WORK REQUIRED |
Output every entry exactly as written, skipping any pictures.

GIVEN DATA |
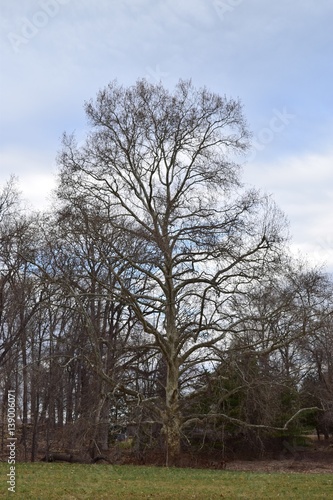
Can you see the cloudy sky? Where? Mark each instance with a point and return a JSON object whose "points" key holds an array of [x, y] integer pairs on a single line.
{"points": [[275, 56]]}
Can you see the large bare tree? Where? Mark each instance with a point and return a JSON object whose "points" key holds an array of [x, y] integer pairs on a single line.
{"points": [[161, 166]]}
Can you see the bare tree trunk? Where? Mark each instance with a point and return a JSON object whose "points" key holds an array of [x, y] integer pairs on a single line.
{"points": [[172, 420]]}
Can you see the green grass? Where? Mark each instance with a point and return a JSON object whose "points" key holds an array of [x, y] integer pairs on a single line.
{"points": [[41, 481]]}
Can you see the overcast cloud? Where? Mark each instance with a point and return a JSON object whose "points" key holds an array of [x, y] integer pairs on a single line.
{"points": [[275, 56]]}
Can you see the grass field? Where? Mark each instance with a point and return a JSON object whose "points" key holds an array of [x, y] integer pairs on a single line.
{"points": [[41, 481]]}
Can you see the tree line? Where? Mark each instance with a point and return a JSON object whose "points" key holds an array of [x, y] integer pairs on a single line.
{"points": [[158, 294]]}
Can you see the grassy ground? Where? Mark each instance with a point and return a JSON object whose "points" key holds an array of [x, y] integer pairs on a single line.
{"points": [[41, 481]]}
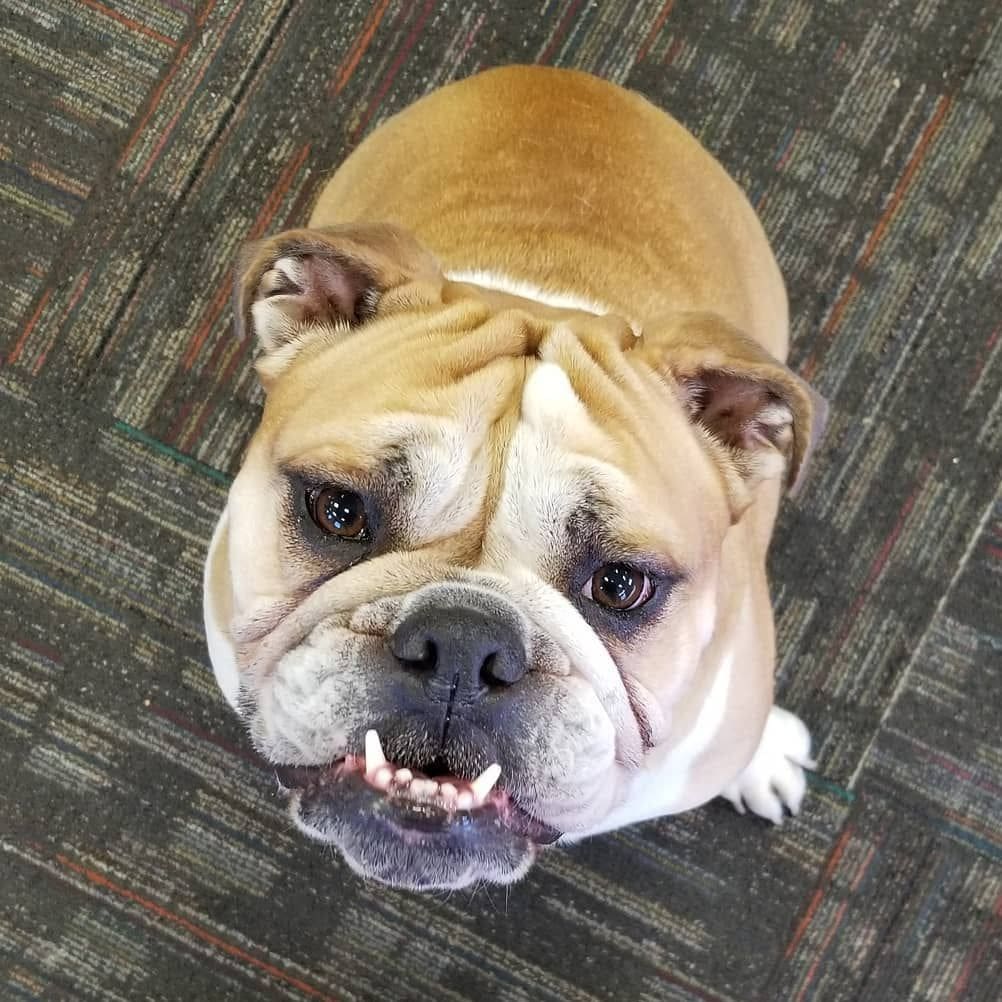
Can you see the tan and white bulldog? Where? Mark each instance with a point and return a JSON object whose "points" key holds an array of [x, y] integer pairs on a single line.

RESULT OF THE EXERCISE |
Can you see the cloudy sky? Where? Mark each instance with a point and return a JSON object whose "points" key holds an array of [x, y] integer pairs on a single line.
{"points": [[275, 56]]}
Can you see the large bare tree? Where? Mark each instance with a point and return a JSON object whose "points" key holds an array of [x, y] integer pairs on a single line.
{"points": [[161, 166]]}
Can you see the bare tree trunk? Where? Mark each instance with a point and return a JSON object whose "points" key holds an array of [x, y] integer pairs on a single line.
{"points": [[172, 420]]}
Can you see the green grass? Where? Mark each instance with a point and return a JSON object whose "points" key holds an array of [x, y] integer pairs on a single line.
{"points": [[41, 481]]}
Can you see the overcast cloud? Where? Mark each instance with a point and return a JSON object whose "points" key holds an array of [x, y] integer pairs on a single line.
{"points": [[275, 56]]}
Can you see the grass field? Where? Mark each instance with a point and return a JSON object whose "points" key holds an array of [x, y] integer pairs on a single line.
{"points": [[41, 481]]}
Can you see the tree line? Where? Mark each instance with a point and return a JSON object whose "points" key holds an array of [x, y] integer pairs on a single line.
{"points": [[158, 294]]}
Can you see the grassy ground? Where? Mark each instance with a point and return a JSON object whose "points" key holds an array of [x, y] integer pairs on a single line.
{"points": [[41, 481]]}
Can you see the tan and white bulldog? Where? Mark each instance with a point and return a JSON object whose "points" key holds an array of [x, y] integer pairs on a single line.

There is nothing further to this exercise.